By Will Dunham
WASHINGTON, Oct 27 (Reuters) - Scientists have conducted a meticulous genetic comparison of humankind's closest living relatives, chimpanzees and bonobos, and found that much as humans once interbred with Neanderthals long ago these two ape species also were kissing cousins.
Scientists said on Thursday their analysis of the genomes of 65 chimpanzees and 10 bonobos from 10 African countries indicated two episodes of interbreeding between the species, one about 500,000 years ago and another about 200,000 years ago.
The study determined that the two endangered forest-dwelling species, which behave differently despite their similar appearance, diverged from a common ancestor about 1.5 to 2 million years ago.
Scientists had thought interbreeding between chimpanzees and bonobos would have been unlikely because the Congo River, one of the world's largest, physically separates their geographical ranges.
The interbreeding had a lasting genetic impact on two of the four sub-species of chimpanzees, with about 1 percent of their genomes derived from bonobos.
"It is important to study our closest living relatives, as they provide valuable insight and allow a parallel comparison to our own species evolution," said Christina Hvilsom, a Copenhagen Zoo researcher who helped lead the study published in the journal Science.
The findings revealed a similar scenario to the interbreeding that occurred between our species and Neanderthals tens of thousands of years ago that has been documented in genetic research, added study co-leader Tomas Marques-Bonet of the Catalan Institution for Research and Advanced Studies and Institute of Evolutionary Biology in Spain.
The various non-African human populations have been found to possess 1.5 to 4 percent Neanderthal genetic ancestry.
Humankind's evolutionary lineage split from the chimpanzee and bonobo line about 5 to 7 million years ago. Our species appeared about 200,000 years ago.
The study also found genetics can be used to pinpoint where in the wild a chimpanzee comes from, a potentially valuable conservation tool, Marques-Bonet said.

▸ **Provided material**:
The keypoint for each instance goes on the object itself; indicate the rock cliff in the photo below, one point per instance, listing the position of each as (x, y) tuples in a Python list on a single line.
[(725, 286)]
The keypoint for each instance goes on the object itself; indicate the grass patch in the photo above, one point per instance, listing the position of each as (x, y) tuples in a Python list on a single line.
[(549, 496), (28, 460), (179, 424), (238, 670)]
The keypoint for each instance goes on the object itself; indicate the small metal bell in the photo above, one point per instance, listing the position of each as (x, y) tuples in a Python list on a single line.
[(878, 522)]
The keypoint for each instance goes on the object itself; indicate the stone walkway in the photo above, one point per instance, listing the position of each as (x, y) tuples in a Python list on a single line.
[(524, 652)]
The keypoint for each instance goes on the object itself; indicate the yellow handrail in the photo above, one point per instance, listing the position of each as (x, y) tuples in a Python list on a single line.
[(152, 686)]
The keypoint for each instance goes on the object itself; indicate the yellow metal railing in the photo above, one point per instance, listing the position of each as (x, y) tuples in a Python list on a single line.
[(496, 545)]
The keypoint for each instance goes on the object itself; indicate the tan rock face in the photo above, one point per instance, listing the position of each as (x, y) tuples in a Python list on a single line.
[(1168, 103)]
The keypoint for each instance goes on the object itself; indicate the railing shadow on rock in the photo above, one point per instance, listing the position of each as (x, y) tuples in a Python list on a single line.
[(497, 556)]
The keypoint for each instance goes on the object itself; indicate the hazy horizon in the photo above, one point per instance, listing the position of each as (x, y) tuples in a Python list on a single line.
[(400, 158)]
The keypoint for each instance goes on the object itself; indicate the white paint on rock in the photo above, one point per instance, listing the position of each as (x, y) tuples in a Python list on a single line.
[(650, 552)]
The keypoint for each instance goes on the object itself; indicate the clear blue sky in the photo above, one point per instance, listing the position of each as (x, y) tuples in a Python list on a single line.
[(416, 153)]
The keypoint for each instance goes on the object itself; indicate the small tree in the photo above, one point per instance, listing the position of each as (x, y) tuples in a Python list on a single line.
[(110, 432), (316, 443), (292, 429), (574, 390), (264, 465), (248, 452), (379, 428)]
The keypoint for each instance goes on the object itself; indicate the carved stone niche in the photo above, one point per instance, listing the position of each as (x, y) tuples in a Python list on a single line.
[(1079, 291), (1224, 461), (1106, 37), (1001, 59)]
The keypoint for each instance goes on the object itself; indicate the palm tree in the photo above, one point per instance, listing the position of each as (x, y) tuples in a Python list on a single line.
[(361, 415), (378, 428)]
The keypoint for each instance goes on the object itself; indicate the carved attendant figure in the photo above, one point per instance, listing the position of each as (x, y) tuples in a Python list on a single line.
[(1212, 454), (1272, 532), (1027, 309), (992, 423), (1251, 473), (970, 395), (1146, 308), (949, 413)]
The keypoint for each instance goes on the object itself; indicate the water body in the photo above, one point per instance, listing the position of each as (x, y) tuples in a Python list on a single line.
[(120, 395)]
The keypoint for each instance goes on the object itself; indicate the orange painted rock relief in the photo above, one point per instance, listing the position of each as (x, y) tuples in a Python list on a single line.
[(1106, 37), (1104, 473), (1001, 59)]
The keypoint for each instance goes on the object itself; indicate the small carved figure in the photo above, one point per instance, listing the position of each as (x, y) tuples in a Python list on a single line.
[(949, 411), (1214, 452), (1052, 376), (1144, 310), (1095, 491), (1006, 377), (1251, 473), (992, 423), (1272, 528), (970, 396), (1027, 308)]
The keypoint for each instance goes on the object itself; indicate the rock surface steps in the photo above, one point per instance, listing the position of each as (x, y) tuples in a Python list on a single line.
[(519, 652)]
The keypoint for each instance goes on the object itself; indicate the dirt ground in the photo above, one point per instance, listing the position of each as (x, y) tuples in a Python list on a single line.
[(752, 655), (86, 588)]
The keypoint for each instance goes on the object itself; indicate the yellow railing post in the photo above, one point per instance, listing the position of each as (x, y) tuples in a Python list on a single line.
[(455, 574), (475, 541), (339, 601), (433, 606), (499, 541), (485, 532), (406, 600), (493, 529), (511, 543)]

▸ **Problem to solve**:
Please use the article on chimpanzee and bonobo interbreeding to explain, in one to three sentences, why scientists had expected interbreeding between the two species to be unlikely. Nothing in the listing is needed here.

▸ **Answer to the problem**:
Scientists had thought it unlikely because the Congo River separates the geographical ranges of chimpanzees and bonobos. The Congo is one of the world's largest rivers.